▸ TEXT UNDER STUDY
==========
Commonly, GSM network operators support the non-transparent CSD bearer service through a modem interworking function. This means that a mobile station (mobile phone) initiates a data call and the network routes the call to the modem interworking function, which is located at the Mobile Switching Centre (MSC) of the GSM network, which then dials the number supplied by the mobile station. This is different from voice calls, where the GSM network routes the call itself, often to another mobile station on the same network. The GSM network doesn't route data calls; it dials the requested number on behalf of the mobile station and leaves the routing to the external wireline telephone network. The main reason for this is that the GSM network has information about what the user wants to do with the data call. Maybe the user is contacting his Internet Service Provider (ISP) to send email or maybe he is dialling his corporate intranet to set up a virtual private network (VPN) connection to retrieve confidential customer information from a company database. The GSM network also does not know what speeds and compression are supported by the connection it dials. It has to take a "lowest common denominator" approach, just like a wireline modem does when it dials an ISP. Like a wireline modem, it has to conduct a complex conversation modem-to-modem, to configure speeds and compression, every time it dials. This modem-to-modem conversation accounts for most of the delay when a call from a laptop or WAP phone is established.

In addition to modem-to-modem calls most of the GSM networks today can also use ISDN to set-up calls from the MSC interworking function. In this case, there is no need for the long CSD call set-up. The selection whether an ISDN or a modem-to-modem call is established is done by adding a special AT command set in the dial-up networking settings. The details about the AT command settings for the mobile station in use calls, can be found on the web pages of the mobile phone vendors.
==========
▸ RECORD SET
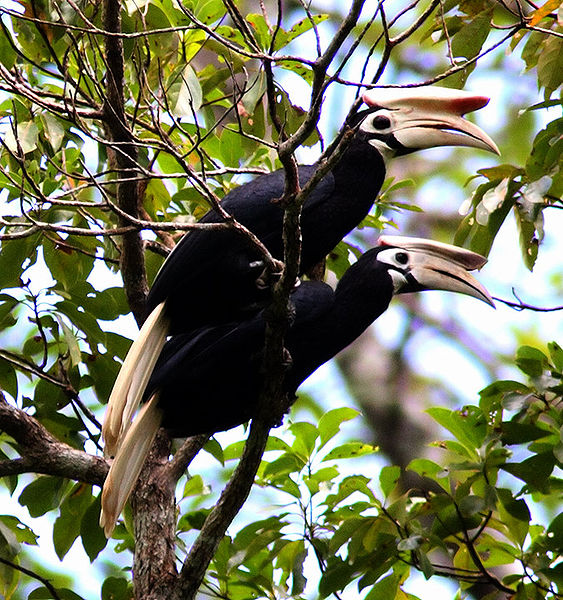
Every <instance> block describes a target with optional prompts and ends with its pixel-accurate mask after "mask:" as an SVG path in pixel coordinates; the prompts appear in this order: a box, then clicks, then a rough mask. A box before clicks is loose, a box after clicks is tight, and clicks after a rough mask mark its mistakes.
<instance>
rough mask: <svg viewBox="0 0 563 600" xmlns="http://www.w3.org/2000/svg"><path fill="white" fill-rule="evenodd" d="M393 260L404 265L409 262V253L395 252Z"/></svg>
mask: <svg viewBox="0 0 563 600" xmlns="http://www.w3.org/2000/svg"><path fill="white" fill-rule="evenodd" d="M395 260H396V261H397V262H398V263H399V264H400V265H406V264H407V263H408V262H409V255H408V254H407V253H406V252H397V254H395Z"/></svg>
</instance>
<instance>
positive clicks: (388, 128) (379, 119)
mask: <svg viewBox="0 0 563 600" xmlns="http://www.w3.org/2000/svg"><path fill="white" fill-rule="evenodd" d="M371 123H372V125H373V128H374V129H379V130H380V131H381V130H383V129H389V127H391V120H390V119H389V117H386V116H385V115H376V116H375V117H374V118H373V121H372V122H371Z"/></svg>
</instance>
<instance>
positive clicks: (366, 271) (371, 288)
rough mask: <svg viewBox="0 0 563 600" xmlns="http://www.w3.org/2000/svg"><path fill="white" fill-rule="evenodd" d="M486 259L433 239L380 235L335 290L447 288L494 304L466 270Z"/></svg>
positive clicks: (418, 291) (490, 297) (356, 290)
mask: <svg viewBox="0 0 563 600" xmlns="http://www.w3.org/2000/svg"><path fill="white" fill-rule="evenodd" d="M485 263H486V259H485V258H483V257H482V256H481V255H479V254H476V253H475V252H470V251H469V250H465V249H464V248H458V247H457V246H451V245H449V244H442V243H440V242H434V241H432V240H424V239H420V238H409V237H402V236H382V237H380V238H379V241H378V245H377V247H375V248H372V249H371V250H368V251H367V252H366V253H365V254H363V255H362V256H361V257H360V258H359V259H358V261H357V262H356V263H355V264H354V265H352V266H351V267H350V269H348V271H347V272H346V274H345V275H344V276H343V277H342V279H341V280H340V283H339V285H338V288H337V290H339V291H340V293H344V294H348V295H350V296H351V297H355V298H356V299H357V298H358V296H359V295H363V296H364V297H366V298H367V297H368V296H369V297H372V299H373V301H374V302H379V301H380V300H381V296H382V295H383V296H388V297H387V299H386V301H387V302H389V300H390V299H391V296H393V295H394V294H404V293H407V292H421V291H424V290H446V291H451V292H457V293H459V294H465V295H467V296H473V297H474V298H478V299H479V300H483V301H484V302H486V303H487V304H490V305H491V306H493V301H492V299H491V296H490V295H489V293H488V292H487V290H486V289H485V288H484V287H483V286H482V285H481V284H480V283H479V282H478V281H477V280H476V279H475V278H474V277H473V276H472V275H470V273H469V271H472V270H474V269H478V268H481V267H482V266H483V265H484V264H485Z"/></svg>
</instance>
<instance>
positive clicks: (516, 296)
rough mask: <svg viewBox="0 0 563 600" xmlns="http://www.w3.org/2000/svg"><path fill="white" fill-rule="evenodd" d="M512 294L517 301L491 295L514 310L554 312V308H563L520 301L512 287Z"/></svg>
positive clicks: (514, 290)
==========
In the GSM data call text, where is the modem interworking function located?

▸ SOLUTION FOR THIS TASK
It is located at the Mobile Switching Centre (MSC) of the GSM network.